Excerpted records
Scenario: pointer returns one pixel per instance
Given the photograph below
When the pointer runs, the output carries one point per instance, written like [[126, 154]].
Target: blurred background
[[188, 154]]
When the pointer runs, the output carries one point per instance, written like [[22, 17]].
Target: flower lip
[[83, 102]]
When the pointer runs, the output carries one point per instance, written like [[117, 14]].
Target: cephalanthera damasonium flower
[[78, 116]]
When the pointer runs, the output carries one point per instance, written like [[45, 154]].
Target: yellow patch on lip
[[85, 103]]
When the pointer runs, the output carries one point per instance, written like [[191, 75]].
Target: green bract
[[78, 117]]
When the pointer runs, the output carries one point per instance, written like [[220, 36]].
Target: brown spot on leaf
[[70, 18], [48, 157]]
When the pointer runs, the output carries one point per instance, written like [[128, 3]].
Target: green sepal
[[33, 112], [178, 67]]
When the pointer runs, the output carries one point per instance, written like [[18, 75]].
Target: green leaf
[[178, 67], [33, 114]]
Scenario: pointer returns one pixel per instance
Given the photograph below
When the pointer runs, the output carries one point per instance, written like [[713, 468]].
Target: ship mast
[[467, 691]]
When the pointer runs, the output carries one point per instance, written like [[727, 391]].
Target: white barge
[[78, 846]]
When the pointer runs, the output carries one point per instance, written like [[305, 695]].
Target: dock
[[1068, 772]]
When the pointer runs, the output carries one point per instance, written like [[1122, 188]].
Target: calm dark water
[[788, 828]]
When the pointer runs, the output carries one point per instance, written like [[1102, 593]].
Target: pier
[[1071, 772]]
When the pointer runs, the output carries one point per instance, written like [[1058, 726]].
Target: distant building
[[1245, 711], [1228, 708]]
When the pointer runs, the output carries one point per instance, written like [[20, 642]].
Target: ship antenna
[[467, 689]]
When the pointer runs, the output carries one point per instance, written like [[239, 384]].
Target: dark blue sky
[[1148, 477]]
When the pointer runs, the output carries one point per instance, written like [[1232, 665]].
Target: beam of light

Set problem
Can you rewrite all the rows above with every "Target" replaced by "Label" and nothing else changed?

Answer for this exercise
Scenario: pointer returns one pixel per instance
Given the photograph below
When the pointer runs, the output carries one point per instance, written like [[126, 154]].
Label: blurred background
[[188, 154]]
When the pointer runs, the output carries one point per instance, written like [[22, 17]].
Label: flower lip
[[83, 102]]
When the pointer runs, the output carries one point per instance, written like [[117, 14]].
Label: cephalanthera damasonium flower
[[78, 116]]
When the pointer runs, the output carries one point per instance, written like [[45, 154]].
Label: yellow patch on lip
[[85, 103]]
When the pointer runs, the output carries one point per instance, written like [[191, 75]].
Label: green bract
[[78, 117]]
When the pointer runs, the output carries one point per instance, written like [[220, 36]].
Label: brown spot on leaf
[[70, 18], [48, 157]]
When the pointer runs, the output carries one point per instance, written like [[128, 3]].
Label: green sepal
[[33, 112], [178, 67]]
When the pointer runs, the output carries one point per instance, written like [[18, 75]].
Label: green leaf
[[178, 67], [33, 114]]
Scenario: pointer returns one pixel per instance
Given the photograph below
When the pointer runs, the output carries one point per instance, written like [[713, 468]].
Label: ship mast
[[467, 691]]
When the pointer runs, the output carries one point per instance, written like [[727, 391]].
Label: white barge
[[78, 846]]
When the pointer runs, the output carries one point per instance, written like [[305, 695]].
Label: dock
[[1068, 772]]
When the pointer runs, the output carries one point per instance, written like [[1122, 188]].
Label: calm dark water
[[788, 828]]
When the pointer runs, the output carries one point per instance, written like [[1102, 593]].
Label: pier
[[1071, 772]]
When the pointer runs, the output carries one point per instance, written like [[1058, 726]].
Label: distant building
[[1245, 711], [1228, 708]]
When the pointer runs, the output carries one point per instance, written like [[20, 642]].
Label: ship antenna
[[467, 689]]
When the pointer runs, the output carries one point per instance, written like [[239, 384]].
Label: dark blue sky
[[1148, 477]]
When the pointer runs, the output carries one point per instance, written like [[1232, 665]].
Label: beam of light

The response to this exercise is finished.